* Record list
===============
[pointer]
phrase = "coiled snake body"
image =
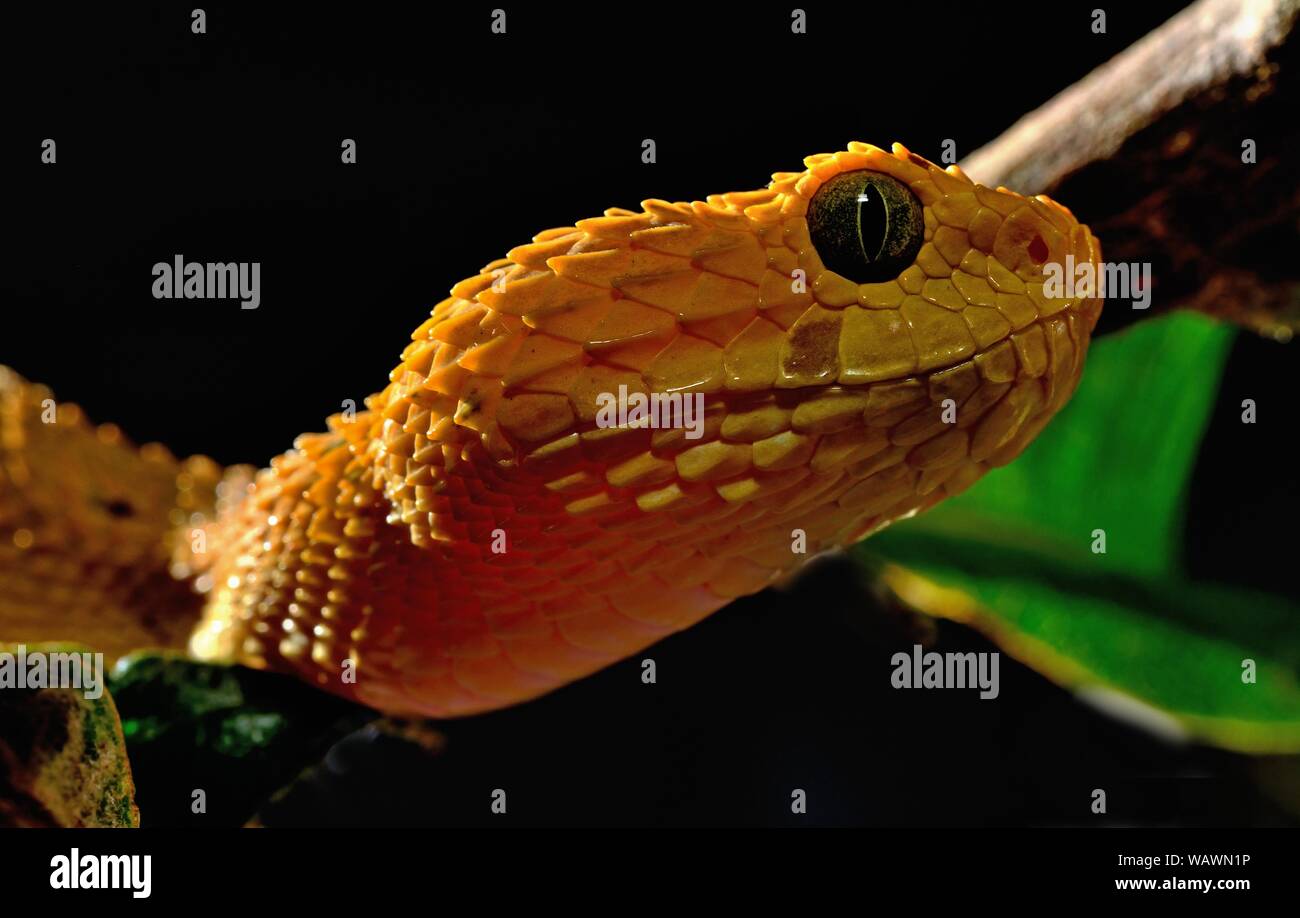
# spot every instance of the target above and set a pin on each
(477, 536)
===============
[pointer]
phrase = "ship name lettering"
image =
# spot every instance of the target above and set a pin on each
===============
* Given exercise
Report how many lines in the listing contain the string "phrase". Give only the number.

* Exercise solution
2